▶ [EXERCISE DETAILS]:
Please reproduce the listing from the line with "Final QA check: confirm every terracotta" to the line with "623, 138, 720, 243", both lines included, leaving the wording unchanged and multiplying only the box coordinates by 1.15, rounded to whole numbers with halves rounded up. Return those lines and nothing else.

---------- GIVEN INFORMATION ----------

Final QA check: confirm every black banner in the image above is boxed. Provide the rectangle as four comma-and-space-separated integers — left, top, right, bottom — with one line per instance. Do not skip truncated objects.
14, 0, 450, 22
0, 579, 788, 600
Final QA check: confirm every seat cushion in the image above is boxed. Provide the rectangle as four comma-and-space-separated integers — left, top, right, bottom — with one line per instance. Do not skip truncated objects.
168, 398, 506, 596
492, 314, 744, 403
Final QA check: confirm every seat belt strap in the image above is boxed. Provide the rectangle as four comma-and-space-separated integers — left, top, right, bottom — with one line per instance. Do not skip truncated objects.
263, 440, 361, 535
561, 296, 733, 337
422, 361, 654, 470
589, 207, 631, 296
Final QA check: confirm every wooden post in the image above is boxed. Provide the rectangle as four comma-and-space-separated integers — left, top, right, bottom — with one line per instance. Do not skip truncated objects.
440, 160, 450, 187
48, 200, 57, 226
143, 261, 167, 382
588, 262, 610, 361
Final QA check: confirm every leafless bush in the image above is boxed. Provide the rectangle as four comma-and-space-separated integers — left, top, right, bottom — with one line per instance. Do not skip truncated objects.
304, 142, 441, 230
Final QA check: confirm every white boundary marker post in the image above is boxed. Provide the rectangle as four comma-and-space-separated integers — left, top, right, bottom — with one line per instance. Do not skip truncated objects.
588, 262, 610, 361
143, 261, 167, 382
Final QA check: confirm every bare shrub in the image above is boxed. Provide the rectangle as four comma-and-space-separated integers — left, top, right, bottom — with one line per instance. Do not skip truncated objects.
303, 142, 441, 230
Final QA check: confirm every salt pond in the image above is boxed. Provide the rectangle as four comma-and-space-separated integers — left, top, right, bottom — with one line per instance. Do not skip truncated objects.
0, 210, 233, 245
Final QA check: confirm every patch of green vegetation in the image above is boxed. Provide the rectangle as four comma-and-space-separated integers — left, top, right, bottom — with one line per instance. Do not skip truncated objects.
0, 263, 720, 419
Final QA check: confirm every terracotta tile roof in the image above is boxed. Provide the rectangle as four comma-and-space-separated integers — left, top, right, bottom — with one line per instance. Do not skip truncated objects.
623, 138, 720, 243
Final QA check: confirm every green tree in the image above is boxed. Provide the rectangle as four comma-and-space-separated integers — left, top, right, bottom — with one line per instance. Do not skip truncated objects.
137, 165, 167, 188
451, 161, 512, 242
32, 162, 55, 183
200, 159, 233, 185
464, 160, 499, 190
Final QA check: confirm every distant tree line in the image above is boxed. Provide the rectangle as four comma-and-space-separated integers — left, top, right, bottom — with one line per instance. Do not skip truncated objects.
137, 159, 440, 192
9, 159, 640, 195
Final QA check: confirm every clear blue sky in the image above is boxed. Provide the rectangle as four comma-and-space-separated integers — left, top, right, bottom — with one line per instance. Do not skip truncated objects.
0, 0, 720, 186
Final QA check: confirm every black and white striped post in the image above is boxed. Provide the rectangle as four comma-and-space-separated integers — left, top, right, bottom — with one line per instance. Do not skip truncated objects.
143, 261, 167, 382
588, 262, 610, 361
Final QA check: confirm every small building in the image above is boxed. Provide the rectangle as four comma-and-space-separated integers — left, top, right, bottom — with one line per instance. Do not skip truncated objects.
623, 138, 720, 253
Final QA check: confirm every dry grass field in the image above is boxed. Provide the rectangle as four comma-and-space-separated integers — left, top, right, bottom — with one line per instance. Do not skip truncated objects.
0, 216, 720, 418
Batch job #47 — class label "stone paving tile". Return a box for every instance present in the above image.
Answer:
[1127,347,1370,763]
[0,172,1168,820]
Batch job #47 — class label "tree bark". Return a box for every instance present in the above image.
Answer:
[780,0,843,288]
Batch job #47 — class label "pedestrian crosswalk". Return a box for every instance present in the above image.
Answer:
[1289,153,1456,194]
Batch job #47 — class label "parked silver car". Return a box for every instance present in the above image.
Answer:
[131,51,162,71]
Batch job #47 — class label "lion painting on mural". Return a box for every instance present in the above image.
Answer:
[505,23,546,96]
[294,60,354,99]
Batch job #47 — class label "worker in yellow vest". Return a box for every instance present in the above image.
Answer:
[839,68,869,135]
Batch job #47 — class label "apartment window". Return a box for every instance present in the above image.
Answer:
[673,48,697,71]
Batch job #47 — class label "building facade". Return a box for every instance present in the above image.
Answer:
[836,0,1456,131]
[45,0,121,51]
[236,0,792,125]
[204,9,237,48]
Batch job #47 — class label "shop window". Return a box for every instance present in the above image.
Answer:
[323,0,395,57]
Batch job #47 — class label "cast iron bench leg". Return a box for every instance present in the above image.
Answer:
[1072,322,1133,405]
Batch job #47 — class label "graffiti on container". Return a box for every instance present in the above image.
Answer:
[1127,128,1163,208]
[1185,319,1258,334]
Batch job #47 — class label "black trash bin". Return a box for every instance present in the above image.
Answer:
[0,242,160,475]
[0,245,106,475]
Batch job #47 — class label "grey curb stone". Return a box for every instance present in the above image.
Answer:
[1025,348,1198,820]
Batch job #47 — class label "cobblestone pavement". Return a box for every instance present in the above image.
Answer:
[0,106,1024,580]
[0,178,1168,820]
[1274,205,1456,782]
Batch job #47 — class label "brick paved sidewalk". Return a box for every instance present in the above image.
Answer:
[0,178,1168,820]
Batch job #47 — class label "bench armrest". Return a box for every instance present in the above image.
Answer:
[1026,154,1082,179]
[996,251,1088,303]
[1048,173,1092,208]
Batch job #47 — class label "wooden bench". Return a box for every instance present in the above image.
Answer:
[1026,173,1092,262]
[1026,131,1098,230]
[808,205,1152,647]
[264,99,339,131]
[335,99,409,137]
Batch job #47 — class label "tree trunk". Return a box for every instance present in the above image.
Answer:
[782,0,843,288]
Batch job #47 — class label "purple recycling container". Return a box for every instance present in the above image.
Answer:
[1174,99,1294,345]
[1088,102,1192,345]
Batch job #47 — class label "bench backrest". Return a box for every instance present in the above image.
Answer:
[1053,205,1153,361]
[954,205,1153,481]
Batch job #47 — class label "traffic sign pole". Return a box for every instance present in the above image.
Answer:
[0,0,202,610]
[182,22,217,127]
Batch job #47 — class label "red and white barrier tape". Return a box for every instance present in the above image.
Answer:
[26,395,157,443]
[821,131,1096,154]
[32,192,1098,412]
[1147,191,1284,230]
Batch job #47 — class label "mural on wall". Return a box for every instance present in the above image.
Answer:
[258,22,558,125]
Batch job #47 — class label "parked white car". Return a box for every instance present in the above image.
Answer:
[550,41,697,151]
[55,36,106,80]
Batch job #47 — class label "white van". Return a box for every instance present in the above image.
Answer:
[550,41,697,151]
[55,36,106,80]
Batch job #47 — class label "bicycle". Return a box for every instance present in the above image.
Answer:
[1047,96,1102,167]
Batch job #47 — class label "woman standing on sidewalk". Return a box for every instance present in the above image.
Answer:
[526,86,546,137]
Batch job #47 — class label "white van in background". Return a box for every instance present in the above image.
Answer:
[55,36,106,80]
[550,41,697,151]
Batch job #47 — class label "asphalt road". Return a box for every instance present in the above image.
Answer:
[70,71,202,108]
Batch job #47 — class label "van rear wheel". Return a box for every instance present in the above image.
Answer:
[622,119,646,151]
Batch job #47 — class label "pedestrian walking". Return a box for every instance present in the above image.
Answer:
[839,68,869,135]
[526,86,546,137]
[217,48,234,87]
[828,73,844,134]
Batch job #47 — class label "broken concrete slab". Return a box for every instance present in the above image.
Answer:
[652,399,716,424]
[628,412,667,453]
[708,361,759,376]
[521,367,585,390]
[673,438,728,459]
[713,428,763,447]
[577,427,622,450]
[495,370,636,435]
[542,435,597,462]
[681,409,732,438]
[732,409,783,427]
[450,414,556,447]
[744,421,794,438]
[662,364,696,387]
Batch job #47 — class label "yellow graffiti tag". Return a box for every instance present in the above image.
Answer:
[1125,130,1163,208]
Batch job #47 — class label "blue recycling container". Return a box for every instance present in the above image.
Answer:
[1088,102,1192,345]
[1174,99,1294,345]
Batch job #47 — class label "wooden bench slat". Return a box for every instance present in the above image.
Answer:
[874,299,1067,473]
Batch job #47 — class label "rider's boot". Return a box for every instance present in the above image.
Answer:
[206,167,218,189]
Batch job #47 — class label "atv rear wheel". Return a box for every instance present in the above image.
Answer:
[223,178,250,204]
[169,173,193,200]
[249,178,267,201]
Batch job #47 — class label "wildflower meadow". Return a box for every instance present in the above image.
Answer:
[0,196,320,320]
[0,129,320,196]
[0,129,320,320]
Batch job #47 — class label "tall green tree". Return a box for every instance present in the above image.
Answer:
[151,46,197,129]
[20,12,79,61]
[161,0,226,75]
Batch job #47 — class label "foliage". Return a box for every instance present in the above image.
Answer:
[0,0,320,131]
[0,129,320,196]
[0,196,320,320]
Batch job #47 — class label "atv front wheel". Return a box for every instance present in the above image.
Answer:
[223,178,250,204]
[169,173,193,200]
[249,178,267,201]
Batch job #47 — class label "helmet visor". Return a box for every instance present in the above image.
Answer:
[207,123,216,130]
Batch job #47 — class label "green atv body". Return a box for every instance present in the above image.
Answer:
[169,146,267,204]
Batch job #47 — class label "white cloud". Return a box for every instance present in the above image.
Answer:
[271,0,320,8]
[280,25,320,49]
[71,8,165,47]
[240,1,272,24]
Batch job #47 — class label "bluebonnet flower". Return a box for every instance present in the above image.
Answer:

----------

▶ [TASK RESPONSE]:
Final QA check: confirm every terracotta tile roof in the image above is boxed. Provide the rectangle as four comma-and-space-separated integers — left, top, right, bottom — with one line per instance. Do not skip truncated objects.
716, 159, 828, 279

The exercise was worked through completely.